_REQUIRED WORK_.
From the forum thread below, return the passage that begins with the words "## T1977 (Nov" and ends with the words "of support here.", copied character for character.

_PASSAGE GIVEN_.

# My husband solicits prostitutes.



## T1977 (Nov 13, 2015)

We've been married for almost 15 years, about 7 seven years ago I found an e-mail that looked like he was soliciting prostitutes through craigs list. He denied of course, we went through counseling and tried to work things out. I recently found another e-mail that he sent soliciting a prostitute again...I now imagine that he's done it for the entire length of our marriage. He doesn't request or try to have sex with me. We have two children that love and adore their father. I'm now ready to file for divorce, but not really ready for the emotional "stuff" that will come along with leaving. My children will be crushed. Any suggestions or experiences you'd like to share?


----------



## aine (Feb 15, 2014)

So sorry you are in this place. I do not have experience of this personally but you will find lots of support here.

Have you had yourself tested for STDs? Please do.
Tell your family and friends about what is happening, you will need their support.
You might need IC to get over the trauma as what he is doing is very hurtful

What has his reaction been to the divorce? Has he a sex addiction or something like that?

How old are your children? Do they know what is happening?


----------



## sapientia (Nov 24, 2012)

Ewww. Get tested. I'm sorry.

If I found this out, I'd be encouraging him to get a Ho Club Pack. Because he would never get within 10 yards of me again.


----------

_DATA ROWS_.

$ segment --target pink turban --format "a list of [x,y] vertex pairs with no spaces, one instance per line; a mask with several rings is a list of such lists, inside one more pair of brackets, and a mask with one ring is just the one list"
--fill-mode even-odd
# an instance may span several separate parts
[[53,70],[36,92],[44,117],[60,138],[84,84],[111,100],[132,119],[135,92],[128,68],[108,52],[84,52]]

...

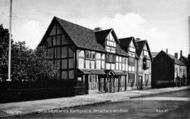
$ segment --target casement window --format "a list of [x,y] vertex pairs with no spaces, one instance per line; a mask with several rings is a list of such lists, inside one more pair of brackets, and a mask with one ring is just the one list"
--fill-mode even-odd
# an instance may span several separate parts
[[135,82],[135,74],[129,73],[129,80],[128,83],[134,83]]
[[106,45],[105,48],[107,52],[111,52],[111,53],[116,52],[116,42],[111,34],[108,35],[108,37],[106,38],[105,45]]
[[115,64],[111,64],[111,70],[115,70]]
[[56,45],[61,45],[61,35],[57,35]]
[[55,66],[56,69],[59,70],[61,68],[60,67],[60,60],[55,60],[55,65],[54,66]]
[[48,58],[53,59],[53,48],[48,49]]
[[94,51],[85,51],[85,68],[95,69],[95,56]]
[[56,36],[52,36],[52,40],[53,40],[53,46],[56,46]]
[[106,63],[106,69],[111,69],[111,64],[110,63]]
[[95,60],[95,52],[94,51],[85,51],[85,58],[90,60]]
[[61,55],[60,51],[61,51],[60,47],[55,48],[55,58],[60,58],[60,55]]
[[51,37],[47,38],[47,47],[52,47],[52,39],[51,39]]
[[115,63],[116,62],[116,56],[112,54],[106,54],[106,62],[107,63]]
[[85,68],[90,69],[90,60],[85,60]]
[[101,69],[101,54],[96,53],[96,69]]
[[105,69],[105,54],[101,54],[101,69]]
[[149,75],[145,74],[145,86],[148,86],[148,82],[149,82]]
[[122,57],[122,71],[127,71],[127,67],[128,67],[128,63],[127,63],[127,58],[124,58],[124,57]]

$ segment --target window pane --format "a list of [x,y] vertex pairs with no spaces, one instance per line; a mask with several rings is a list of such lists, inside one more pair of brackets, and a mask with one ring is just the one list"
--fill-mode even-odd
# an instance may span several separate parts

* * *

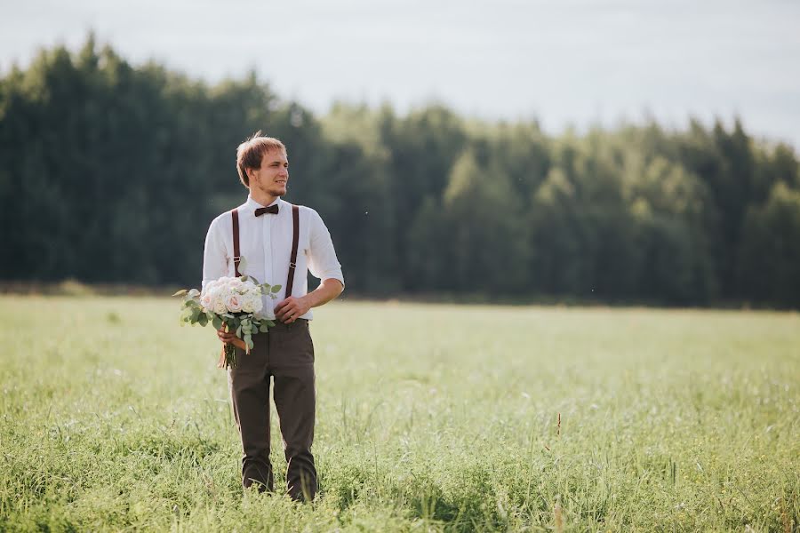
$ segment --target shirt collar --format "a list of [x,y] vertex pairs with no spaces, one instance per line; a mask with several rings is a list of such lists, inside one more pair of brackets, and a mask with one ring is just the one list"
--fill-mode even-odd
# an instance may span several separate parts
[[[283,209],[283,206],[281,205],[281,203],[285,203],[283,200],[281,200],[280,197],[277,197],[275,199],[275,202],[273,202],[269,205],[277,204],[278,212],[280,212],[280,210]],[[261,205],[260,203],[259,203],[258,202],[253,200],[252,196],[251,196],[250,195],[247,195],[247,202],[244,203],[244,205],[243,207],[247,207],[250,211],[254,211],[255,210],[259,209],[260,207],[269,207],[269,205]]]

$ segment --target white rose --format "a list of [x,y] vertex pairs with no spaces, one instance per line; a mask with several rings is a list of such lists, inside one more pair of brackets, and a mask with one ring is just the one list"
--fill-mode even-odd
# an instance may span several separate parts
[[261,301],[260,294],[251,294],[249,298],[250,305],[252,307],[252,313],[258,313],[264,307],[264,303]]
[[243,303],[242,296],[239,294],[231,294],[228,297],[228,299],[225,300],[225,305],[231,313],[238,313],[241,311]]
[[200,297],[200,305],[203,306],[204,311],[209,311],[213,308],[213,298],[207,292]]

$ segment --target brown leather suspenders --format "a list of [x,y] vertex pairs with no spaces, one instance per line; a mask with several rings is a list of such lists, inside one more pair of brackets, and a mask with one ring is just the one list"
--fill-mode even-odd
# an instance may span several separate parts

_WRITTEN ANSWER_.
## T1977 (Nov 13, 2015)

We've been married for almost 15 years, about 7 seven years ago I found an e-mail that looked like he was soliciting prostitutes through craigs list. He denied of course, we went through counseling and tried to work things out. I recently found another e-mail that he sent soliciting a prostitute again...I now imagine that he's done it for the entire length of our marriage. He doesn't request or try to have sex with me. We have two children that love and adore their father. I'm now ready to file for divorce, but not really ready for the emotional "stuff" that will come along with leaving. My children will be crushed. Any suggestions or experiences you'd like to share?


----------



## aine (Feb 15, 2014)

So sorry you are in this place. I do not have experience of this personally but you will find lots of support here.